Rewrite the items below from the start through the line containing "[1227, 436]", both included, and keep each request as it stands. Multiply every pixel coordinate in the answers by 1.35 and round it to a whole number, with halves rounded up.

───── Records for the task

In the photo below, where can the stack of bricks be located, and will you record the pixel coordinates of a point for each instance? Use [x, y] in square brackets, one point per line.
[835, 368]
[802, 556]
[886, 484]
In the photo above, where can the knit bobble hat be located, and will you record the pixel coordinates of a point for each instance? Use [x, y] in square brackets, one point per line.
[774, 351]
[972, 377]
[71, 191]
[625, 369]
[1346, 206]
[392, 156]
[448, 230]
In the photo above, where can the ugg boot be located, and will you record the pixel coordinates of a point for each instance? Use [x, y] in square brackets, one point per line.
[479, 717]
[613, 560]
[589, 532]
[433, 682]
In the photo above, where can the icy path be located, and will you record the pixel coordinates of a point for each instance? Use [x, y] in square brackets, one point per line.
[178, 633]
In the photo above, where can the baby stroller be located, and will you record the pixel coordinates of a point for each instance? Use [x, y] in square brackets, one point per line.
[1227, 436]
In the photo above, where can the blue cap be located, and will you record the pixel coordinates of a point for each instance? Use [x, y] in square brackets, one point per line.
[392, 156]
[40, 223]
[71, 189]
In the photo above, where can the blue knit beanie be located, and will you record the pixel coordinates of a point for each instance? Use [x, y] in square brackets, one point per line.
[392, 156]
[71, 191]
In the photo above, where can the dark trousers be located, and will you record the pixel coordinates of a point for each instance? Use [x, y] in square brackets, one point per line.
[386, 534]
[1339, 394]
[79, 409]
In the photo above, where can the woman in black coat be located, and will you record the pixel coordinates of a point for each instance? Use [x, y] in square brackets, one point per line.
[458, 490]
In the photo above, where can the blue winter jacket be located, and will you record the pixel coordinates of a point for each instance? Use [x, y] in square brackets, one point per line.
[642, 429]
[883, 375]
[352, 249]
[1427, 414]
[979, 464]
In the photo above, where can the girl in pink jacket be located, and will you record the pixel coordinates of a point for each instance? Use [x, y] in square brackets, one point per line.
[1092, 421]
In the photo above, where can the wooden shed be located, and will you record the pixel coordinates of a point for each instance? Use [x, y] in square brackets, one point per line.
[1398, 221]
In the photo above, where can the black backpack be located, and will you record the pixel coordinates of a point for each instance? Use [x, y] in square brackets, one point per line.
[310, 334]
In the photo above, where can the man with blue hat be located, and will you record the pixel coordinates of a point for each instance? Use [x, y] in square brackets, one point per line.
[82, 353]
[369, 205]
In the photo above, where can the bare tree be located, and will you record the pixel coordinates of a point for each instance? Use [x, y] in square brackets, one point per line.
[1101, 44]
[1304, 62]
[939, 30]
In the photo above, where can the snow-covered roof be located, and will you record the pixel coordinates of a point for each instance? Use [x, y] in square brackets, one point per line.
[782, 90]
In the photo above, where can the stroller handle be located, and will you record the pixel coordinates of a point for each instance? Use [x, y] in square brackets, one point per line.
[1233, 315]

──────────

▶ _Answer in full_
In the photo below, where can the stack of bricks be located, and will you record the pixel coordinates of a point for each instance? Use [x, y] in square brackets, one point per line.
[1127, 497]
[1083, 751]
[1196, 653]
In the photo above, where can the knit bobble hat be located, and will you record the pixel coordinates of a point for each instance? Use [x, y] in square brackets, one point per line.
[1045, 474]
[1312, 509]
[96, 258]
[844, 498]
[1817, 278]
[529, 211]
[605, 311]
In the photo above, where can the ugg boot be located, and will you record the pixel coordinates of a point for each instance? Use [x, y] in square brackets, one point per line.
[647, 968]
[828, 756]
[795, 718]
[585, 921]
In the photo above, where can the icy path be located, and will you record the pixel coordinates of a point for each instance? Use [x, y] in square brackets, one point per line.
[240, 855]
In the photo above, where can the baby stroller be located, and will you record the pixel coordinates of a point for each instance? Use [x, y] in square brackets, one point per line.
[1656, 589]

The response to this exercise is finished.